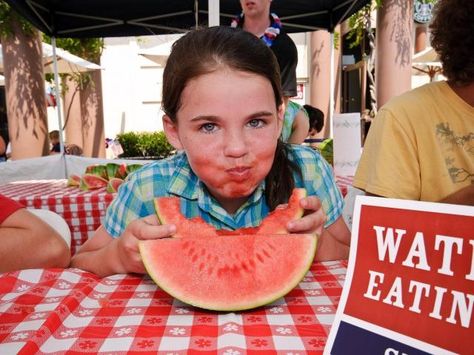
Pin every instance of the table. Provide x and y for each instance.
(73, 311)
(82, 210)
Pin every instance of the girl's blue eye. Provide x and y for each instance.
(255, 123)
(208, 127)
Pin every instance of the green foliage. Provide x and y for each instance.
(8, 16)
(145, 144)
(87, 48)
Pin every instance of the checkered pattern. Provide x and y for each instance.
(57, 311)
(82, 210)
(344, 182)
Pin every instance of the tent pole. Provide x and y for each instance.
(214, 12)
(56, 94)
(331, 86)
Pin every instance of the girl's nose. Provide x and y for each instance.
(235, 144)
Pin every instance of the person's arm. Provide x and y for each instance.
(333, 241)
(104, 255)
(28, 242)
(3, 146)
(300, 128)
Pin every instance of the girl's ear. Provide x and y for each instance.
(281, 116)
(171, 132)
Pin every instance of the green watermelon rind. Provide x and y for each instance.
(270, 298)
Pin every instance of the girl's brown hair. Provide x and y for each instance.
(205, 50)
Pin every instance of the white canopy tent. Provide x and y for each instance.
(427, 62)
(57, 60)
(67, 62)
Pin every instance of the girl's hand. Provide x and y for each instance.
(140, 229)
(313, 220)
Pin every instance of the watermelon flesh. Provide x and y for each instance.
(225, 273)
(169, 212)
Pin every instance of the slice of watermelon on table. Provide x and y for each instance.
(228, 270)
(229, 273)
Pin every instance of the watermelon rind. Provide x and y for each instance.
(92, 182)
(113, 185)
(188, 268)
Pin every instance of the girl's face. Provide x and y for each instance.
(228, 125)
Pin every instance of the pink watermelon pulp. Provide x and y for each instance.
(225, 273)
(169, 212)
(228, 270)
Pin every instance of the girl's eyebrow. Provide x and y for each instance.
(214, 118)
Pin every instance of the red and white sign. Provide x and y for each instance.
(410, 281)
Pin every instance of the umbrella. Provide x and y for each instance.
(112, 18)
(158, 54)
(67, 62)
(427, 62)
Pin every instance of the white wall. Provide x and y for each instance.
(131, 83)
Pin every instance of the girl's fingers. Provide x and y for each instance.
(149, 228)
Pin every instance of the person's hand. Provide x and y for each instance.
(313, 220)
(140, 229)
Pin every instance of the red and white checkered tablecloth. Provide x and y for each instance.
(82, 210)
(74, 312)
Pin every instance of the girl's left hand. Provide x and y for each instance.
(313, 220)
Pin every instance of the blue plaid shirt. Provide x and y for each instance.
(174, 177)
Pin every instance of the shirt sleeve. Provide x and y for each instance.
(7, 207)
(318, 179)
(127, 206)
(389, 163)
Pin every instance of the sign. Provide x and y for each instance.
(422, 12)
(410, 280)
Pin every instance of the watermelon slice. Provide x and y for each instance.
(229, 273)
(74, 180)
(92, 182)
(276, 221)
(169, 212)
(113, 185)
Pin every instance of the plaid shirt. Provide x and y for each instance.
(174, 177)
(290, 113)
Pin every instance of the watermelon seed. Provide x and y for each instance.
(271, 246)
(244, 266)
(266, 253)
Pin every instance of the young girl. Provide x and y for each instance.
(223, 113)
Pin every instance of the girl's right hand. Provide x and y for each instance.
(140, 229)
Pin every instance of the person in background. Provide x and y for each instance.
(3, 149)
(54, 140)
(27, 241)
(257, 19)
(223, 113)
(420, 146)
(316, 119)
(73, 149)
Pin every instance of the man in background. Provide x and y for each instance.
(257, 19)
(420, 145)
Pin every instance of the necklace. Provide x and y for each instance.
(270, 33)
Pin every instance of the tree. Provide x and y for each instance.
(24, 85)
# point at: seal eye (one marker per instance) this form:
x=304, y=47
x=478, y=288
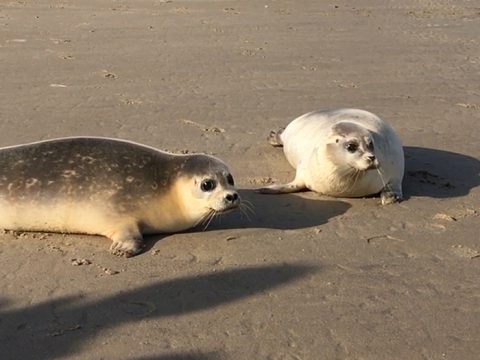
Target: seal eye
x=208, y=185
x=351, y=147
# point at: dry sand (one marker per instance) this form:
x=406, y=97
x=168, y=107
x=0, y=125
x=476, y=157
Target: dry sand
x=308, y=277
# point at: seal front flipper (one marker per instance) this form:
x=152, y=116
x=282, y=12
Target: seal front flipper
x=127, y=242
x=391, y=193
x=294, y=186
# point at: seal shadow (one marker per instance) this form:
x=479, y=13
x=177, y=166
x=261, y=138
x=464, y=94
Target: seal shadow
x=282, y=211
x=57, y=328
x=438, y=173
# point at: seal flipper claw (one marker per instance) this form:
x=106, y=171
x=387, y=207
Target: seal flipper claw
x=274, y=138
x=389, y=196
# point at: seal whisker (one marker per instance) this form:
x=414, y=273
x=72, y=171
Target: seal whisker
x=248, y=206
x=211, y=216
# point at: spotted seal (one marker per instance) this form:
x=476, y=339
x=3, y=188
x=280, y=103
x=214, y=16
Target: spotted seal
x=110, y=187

□ □ □ □ □ □ □

Leave out the pictures and retype the rest of the entries exactly.

Pin every instance of the table. Provide x and y for each instance.
(73, 311)
(82, 210)
Pin every instance of the girl's blue eye. Provide x and y for each instance.
(255, 123)
(208, 127)
Pin every instance of the green foliage. Provide x and y for each instance.
(8, 16)
(145, 144)
(87, 48)
Pin every instance of the checkered pattern. Provide x and y for each instance.
(57, 311)
(82, 210)
(344, 182)
Pin every instance of the tent pole. Provide x and y for each instance.
(214, 12)
(56, 94)
(331, 86)
Pin every instance of the girl's nose. Provide x and y for each instance.
(235, 144)
Pin every instance of the person's arm. Provide x and y for each instance.
(333, 241)
(104, 255)
(28, 242)
(3, 146)
(300, 128)
Pin every instance of the girl's ear. Provide x and y for each instance.
(281, 116)
(171, 132)
Pin every instance of the green watermelon rind. Provide x and y for each instance.
(270, 298)
Pin every instance of the girl's brown hair. Provide x and y for each instance.
(205, 50)
Pin every instance of the white canopy tent. Provide x and y for each instance.
(427, 62)
(57, 60)
(67, 62)
Pin every instance of the girl's hand. Provide x and y for each instance.
(140, 229)
(313, 220)
Pin every instance of the watermelon flesh. Provide x and y for each instance.
(225, 273)
(169, 212)
Pin every instance of the slice of watermelon on table. Provide x and y for each instance.
(228, 270)
(229, 273)
Pin every instance of the watermelon rind. Provide x and y for each instance.
(92, 182)
(113, 185)
(188, 268)
Pin every instance of the girl's face. Provide x and y for each instance.
(228, 125)
Pin every instance of the pink watermelon pulp. Provide x and y for each instance.
(225, 273)
(169, 212)
(228, 270)
Pin every instance of the girl's eyebrow. Provide x and y for each instance.
(214, 118)
Pin every instance of the red and white sign. Provide x and y for each instance.
(410, 281)
Pin every instance of the umbrella. Provide x and y for each instance.
(112, 18)
(158, 54)
(67, 62)
(427, 62)
Pin every instance of the white wall. Provide x and y for each instance.
(131, 83)
Pin every instance of the girl's fingers. Provide x and y for each instance.
(149, 228)
Pin every instance of the person's hand. Provide x and y for each instance.
(313, 220)
(140, 229)
Pin every instance of the red and white checkered tablecloth. Provide x and y for each instance.
(82, 210)
(74, 312)
Pin every instance of the girl's left hand. Provide x and y for each instance.
(313, 220)
Pin every instance of the blue plaid shirt. Provide x and y for each instance.
(174, 177)
Pin every instance of the shirt sleeve. Provide x and y for each instance.
(7, 207)
(318, 179)
(127, 206)
(389, 163)
Pin every instance of the sign. Provide x and y for each instance.
(422, 12)
(410, 280)
Pin every instance of the watermelon slice. Provide x and y for each instance.
(229, 273)
(74, 180)
(92, 182)
(276, 221)
(169, 212)
(113, 185)
Pin every instance of the plaid shirt. Provide x and y for each instance.
(174, 177)
(290, 113)
Pin every instance of the watermelon seed. Provide x and y for each instance.
(271, 246)
(244, 266)
(266, 253)
Pin every instance of the young girl. Provide x and y for each instance.
(223, 113)
Pin every instance of the girl's right hand. Provide x and y for each instance.
(140, 229)
Pin every instance of the person in background. Provide x and y for each instance.
(3, 149)
(54, 140)
(27, 241)
(257, 19)
(223, 113)
(420, 146)
(316, 119)
(73, 149)
Pin every instance of the man in background. Provide x and y for each instance.
(257, 19)
(420, 145)
Pin every instance of the necklace. Provide x and y for each instance.
(270, 33)
Pin every instance of the tree. Provide x and y for each instance.
(24, 85)
# point at: seal eye (one marker per instance) this form:
x=304, y=47
x=478, y=288
Target: seal eye
x=208, y=185
x=351, y=147
# point at: dry sand (one marker per instance) this form:
x=406, y=97
x=168, y=107
x=0, y=125
x=476, y=157
Target: dry sand
x=308, y=277
# point at: seal front flipper (one marker per instance) this form:
x=152, y=116
x=282, y=12
Target: seal front flipper
x=127, y=242
x=391, y=193
x=294, y=186
# point at: seal shadow (one marker per instance) this form:
x=479, y=13
x=177, y=166
x=261, y=138
x=464, y=94
Target: seal shadow
x=282, y=211
x=57, y=328
x=438, y=173
# point at: seal flipper claw (one marker per instance) this form:
x=106, y=171
x=387, y=207
Target: seal flipper claw
x=274, y=138
x=389, y=196
# point at: seal whisker (one marker per instance) this form:
x=414, y=273
x=72, y=171
Target: seal whisker
x=248, y=206
x=211, y=216
# point at: spotted seal (one marker per instance) this form:
x=476, y=339
x=3, y=188
x=280, y=103
x=214, y=16
Target: spotted seal
x=110, y=187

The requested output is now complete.